Work instruction: All lines with the word "sleeve" must be pulled from the entries below.

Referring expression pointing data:
== Segment start ==

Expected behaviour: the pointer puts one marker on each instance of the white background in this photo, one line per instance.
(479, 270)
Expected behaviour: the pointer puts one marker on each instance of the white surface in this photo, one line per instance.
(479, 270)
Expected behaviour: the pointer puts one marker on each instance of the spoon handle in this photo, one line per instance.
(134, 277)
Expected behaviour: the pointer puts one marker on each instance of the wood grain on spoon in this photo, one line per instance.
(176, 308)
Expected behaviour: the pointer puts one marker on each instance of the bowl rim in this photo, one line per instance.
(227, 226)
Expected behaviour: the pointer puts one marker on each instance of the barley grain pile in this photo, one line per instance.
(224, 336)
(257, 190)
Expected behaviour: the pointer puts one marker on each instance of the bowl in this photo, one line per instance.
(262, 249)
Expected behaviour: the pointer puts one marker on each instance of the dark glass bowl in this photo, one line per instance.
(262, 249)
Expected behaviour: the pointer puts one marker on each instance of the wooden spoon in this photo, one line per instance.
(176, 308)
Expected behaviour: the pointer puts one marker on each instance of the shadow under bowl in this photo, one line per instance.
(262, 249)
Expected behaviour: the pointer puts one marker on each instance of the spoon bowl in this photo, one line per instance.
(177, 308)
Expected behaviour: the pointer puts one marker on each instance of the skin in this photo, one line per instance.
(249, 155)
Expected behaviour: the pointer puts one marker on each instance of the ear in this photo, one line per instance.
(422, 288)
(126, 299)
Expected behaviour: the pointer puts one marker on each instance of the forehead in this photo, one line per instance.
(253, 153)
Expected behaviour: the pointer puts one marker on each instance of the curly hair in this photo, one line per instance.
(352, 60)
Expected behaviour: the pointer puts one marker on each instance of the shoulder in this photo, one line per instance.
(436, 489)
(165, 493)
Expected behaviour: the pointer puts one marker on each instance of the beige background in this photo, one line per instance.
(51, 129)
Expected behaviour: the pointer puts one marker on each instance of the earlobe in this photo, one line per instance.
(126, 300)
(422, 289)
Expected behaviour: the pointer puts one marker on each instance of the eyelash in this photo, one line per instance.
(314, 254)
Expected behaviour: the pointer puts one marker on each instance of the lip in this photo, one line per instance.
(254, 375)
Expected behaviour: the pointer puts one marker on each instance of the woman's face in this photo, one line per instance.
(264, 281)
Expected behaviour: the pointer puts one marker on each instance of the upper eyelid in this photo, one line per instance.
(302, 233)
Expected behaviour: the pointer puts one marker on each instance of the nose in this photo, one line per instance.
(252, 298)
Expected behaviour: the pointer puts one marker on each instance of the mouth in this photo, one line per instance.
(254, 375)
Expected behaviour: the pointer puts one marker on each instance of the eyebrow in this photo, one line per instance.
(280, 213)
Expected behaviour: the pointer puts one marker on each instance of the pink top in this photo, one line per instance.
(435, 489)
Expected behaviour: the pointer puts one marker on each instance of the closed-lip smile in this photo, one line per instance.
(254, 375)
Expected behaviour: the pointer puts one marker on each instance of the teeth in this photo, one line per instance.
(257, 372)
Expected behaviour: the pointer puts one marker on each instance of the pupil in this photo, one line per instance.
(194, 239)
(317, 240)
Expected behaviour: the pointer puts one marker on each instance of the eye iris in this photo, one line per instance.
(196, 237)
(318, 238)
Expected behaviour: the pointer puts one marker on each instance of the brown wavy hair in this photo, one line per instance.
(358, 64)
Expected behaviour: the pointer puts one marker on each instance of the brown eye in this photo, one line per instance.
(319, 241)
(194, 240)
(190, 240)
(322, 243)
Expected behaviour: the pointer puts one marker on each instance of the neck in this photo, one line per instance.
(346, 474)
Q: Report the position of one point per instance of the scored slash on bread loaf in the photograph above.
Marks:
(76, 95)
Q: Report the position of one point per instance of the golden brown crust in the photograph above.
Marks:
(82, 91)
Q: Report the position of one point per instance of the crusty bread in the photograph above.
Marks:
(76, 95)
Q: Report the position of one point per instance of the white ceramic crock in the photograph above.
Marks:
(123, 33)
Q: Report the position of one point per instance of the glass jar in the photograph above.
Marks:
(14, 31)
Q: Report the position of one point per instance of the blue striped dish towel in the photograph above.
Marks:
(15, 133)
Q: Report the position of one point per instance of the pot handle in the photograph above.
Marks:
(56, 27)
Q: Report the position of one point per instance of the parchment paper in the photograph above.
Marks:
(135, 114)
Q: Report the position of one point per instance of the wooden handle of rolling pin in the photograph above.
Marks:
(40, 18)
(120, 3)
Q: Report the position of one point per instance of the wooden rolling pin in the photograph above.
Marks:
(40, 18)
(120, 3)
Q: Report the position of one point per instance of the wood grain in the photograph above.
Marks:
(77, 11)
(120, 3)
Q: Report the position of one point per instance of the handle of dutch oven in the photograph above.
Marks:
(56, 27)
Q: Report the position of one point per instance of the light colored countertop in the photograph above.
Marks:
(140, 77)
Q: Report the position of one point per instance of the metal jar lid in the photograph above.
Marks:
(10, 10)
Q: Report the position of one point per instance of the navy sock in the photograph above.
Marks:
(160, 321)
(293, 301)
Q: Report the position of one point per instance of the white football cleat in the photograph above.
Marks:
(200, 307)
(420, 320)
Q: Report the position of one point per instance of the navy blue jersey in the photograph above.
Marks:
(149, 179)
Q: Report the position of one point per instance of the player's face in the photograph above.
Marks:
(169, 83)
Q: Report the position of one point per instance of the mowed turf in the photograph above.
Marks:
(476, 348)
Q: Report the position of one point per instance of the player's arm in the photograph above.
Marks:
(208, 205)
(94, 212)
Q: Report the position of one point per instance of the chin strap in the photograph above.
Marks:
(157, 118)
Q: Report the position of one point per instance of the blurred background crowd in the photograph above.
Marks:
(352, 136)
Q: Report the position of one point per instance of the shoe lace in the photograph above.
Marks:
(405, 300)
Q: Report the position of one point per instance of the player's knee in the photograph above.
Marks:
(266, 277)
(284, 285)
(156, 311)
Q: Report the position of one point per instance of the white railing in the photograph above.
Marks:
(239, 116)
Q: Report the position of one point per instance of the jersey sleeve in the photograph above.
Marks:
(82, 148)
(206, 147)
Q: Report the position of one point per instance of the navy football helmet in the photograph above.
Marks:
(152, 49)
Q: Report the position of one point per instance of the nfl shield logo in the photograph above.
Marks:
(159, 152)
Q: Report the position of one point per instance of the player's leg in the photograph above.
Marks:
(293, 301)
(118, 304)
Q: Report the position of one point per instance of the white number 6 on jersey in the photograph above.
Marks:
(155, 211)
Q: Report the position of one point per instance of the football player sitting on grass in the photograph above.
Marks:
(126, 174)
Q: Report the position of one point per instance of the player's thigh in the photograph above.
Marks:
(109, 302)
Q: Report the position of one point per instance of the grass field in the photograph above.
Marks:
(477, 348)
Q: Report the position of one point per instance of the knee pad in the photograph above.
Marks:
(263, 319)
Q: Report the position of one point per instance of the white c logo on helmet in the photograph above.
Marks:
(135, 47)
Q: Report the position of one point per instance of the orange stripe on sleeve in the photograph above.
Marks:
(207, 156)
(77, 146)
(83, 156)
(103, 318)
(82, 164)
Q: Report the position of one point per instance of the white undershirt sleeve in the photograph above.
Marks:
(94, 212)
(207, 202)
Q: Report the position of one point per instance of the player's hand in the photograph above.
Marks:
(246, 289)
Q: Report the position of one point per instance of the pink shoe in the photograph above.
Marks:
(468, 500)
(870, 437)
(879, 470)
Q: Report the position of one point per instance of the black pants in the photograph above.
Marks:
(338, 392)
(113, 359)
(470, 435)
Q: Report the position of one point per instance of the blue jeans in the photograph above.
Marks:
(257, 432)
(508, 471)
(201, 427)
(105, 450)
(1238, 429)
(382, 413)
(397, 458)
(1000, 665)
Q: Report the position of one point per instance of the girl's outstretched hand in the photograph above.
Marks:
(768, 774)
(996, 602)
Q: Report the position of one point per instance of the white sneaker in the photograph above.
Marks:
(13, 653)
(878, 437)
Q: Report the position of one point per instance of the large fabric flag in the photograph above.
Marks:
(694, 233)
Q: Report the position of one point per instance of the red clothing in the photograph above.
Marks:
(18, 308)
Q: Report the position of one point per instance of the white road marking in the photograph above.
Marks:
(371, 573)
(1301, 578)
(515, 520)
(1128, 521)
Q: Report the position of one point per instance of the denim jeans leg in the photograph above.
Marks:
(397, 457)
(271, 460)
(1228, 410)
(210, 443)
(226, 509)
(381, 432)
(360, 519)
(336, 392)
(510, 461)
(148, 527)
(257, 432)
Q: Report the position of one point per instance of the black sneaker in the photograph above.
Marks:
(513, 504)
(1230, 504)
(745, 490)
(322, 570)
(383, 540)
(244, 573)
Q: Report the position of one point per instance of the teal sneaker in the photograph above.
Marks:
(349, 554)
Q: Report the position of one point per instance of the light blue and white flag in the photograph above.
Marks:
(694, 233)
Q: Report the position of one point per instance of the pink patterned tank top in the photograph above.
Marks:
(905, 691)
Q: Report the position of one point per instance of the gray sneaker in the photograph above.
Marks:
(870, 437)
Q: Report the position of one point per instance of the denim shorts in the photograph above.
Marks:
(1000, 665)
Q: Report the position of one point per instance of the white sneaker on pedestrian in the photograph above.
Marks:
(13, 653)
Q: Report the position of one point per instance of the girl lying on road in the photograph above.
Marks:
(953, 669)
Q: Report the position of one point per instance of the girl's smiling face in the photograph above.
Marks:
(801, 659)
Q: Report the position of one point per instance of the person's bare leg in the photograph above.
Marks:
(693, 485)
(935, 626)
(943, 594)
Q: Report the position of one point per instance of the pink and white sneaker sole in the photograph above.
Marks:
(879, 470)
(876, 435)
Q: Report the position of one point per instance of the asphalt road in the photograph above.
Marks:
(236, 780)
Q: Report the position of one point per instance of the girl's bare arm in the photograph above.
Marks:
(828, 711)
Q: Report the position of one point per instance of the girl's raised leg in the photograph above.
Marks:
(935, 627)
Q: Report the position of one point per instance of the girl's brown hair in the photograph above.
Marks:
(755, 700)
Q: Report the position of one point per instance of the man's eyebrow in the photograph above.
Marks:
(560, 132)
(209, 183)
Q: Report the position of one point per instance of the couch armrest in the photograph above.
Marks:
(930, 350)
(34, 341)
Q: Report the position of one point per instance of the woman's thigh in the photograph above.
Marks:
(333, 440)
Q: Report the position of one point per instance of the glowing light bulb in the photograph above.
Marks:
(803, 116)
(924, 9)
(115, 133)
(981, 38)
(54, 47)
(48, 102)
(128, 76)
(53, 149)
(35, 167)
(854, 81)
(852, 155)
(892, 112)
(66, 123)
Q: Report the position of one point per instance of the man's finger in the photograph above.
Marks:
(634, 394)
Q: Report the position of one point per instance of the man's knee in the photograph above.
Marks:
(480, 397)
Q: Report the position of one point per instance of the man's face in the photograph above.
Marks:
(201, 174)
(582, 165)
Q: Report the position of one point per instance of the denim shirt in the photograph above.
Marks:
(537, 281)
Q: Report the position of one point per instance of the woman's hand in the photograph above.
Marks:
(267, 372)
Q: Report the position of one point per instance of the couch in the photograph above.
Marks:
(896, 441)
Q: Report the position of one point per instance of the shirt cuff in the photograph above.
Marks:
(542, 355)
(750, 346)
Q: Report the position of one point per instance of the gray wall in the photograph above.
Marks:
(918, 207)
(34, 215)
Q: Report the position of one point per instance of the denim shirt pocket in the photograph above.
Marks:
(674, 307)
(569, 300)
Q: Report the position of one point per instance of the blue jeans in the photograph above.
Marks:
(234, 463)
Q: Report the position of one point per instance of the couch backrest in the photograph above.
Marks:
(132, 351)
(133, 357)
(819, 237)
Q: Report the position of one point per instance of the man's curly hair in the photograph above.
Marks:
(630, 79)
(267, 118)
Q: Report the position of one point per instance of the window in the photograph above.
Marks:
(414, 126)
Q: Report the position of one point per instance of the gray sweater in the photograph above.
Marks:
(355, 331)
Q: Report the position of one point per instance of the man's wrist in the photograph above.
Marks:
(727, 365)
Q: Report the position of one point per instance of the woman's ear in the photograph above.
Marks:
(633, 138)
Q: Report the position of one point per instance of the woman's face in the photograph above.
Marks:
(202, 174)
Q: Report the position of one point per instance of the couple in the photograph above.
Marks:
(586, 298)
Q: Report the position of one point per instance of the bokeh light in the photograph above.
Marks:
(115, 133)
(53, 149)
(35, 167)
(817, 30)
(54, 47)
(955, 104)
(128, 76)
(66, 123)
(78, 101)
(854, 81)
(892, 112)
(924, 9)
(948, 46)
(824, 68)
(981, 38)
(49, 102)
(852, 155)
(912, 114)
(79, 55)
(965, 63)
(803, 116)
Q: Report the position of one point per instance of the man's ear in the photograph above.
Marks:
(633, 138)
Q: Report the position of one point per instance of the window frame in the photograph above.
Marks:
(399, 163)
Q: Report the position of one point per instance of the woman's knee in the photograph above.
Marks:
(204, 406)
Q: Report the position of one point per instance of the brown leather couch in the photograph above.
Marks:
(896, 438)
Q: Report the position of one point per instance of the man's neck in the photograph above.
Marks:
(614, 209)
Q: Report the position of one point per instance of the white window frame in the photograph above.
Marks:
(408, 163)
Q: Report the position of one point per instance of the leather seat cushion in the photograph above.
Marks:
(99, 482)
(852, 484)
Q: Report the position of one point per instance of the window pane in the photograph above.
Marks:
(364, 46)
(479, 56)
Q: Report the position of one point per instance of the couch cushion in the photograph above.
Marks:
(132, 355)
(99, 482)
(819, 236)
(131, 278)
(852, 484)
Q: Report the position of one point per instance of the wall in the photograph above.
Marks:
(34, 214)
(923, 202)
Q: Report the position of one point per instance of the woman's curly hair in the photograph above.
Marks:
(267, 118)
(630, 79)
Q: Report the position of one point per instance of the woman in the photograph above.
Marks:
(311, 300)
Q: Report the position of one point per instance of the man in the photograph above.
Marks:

== Segment end ==

Answer space:
Q: Report the position of one point per instance of the jersey sleeve in the photograph above.
Q: Report the position of one point per instance of the orange stripe on sleeve in the photograph above.
Q: Report the position of one point per instance of the white undershirt sleeve in the photograph above.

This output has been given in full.